## YOUR OBJECTIVE
Take the entries that follow and return exactly the lines from the one holding "box: [774, 29, 951, 323]" through the one holding "positive clicks: (837, 143)", both included. Nothing else is needed.

## DATA TO PROCESS
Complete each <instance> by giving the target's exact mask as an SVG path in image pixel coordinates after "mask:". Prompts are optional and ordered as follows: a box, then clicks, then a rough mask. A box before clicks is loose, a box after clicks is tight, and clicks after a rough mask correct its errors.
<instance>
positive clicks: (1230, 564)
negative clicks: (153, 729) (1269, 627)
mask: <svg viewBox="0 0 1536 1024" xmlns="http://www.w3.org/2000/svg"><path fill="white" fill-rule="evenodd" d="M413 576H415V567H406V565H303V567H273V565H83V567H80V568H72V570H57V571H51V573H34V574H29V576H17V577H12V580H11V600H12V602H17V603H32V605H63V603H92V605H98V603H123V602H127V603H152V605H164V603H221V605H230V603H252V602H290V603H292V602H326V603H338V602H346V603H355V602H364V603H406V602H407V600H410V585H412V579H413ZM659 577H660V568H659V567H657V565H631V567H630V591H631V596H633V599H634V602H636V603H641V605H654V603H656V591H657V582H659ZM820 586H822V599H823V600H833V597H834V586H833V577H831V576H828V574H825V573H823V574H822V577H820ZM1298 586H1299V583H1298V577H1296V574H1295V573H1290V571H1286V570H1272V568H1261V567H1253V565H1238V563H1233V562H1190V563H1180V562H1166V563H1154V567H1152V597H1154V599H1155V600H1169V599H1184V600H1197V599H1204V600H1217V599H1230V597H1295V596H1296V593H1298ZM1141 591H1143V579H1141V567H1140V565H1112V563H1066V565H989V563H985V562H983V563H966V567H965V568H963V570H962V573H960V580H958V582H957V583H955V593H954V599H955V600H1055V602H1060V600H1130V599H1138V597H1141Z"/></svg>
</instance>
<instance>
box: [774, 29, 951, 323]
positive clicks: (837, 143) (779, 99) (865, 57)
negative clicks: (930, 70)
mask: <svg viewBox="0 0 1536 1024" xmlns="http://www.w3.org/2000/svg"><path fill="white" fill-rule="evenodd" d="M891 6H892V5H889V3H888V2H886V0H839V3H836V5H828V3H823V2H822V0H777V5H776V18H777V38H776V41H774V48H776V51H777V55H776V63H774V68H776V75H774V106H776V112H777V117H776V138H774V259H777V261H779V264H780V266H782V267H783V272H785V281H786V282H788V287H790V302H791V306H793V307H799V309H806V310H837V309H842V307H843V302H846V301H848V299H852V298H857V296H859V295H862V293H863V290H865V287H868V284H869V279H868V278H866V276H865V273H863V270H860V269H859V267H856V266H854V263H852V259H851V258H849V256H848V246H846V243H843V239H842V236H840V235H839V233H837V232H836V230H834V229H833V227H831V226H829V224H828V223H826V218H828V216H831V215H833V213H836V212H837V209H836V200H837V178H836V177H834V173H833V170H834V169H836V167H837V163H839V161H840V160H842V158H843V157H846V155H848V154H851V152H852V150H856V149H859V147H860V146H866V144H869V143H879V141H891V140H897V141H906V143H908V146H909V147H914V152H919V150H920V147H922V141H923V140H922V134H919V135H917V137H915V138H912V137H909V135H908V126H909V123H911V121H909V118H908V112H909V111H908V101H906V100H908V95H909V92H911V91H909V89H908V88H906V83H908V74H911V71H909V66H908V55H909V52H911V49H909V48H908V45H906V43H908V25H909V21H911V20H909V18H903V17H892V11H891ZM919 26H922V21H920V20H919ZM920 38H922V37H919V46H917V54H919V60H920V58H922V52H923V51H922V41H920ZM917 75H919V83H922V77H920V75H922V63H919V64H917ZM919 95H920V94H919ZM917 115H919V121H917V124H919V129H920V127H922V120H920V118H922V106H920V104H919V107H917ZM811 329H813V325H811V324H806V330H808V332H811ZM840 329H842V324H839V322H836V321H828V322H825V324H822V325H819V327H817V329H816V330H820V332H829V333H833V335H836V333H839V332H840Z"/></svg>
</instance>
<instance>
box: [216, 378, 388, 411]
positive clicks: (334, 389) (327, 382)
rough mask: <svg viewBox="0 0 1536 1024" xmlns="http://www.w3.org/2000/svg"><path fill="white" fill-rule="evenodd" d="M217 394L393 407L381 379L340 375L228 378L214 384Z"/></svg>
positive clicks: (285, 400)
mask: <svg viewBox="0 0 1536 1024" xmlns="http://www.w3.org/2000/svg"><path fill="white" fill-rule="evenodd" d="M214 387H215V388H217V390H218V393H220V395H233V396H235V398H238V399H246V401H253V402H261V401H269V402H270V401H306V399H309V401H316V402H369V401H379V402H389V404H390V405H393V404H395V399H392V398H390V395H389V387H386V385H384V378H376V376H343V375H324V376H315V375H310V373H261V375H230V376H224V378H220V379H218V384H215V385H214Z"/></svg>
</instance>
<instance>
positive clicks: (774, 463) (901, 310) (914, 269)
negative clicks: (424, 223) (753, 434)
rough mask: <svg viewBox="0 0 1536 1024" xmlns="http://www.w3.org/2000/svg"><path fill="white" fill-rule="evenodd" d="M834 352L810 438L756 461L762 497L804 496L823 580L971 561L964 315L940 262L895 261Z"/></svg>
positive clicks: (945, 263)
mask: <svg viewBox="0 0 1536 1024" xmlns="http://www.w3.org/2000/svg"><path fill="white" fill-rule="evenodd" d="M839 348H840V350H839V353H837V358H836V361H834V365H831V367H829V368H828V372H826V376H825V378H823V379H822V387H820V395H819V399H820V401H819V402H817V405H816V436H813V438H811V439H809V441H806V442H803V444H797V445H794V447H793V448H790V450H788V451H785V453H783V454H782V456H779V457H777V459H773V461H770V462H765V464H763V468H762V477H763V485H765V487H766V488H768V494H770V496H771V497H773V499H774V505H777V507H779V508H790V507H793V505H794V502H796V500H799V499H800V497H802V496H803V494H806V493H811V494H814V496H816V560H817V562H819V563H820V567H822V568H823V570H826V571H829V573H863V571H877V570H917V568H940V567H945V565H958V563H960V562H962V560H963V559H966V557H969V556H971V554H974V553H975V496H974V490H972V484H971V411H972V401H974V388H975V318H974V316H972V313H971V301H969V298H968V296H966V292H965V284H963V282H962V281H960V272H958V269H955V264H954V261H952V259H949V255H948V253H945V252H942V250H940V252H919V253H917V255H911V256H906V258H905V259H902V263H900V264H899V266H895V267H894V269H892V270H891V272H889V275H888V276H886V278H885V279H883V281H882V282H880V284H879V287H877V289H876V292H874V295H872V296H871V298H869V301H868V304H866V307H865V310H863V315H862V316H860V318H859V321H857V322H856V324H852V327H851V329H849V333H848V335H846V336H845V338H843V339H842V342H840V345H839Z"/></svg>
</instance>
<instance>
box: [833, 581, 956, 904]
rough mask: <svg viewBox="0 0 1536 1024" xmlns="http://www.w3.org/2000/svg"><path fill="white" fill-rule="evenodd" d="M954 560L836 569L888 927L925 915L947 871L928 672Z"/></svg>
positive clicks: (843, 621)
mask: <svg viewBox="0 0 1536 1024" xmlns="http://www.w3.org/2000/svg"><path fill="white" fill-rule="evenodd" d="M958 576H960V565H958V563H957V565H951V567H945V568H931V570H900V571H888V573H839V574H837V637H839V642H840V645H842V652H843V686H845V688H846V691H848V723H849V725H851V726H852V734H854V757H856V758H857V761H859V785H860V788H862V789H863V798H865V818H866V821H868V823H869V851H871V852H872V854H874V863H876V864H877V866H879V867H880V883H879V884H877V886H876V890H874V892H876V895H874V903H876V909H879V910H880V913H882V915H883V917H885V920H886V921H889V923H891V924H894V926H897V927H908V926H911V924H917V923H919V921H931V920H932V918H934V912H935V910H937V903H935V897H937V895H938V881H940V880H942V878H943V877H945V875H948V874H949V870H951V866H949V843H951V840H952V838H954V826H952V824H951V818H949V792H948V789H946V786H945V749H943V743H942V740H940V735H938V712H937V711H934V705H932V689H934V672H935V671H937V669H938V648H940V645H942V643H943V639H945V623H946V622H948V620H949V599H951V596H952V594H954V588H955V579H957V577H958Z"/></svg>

## OUTPUT FOR THIS TASK
box: [774, 29, 951, 323]
positive clicks: (837, 143) (779, 99) (865, 57)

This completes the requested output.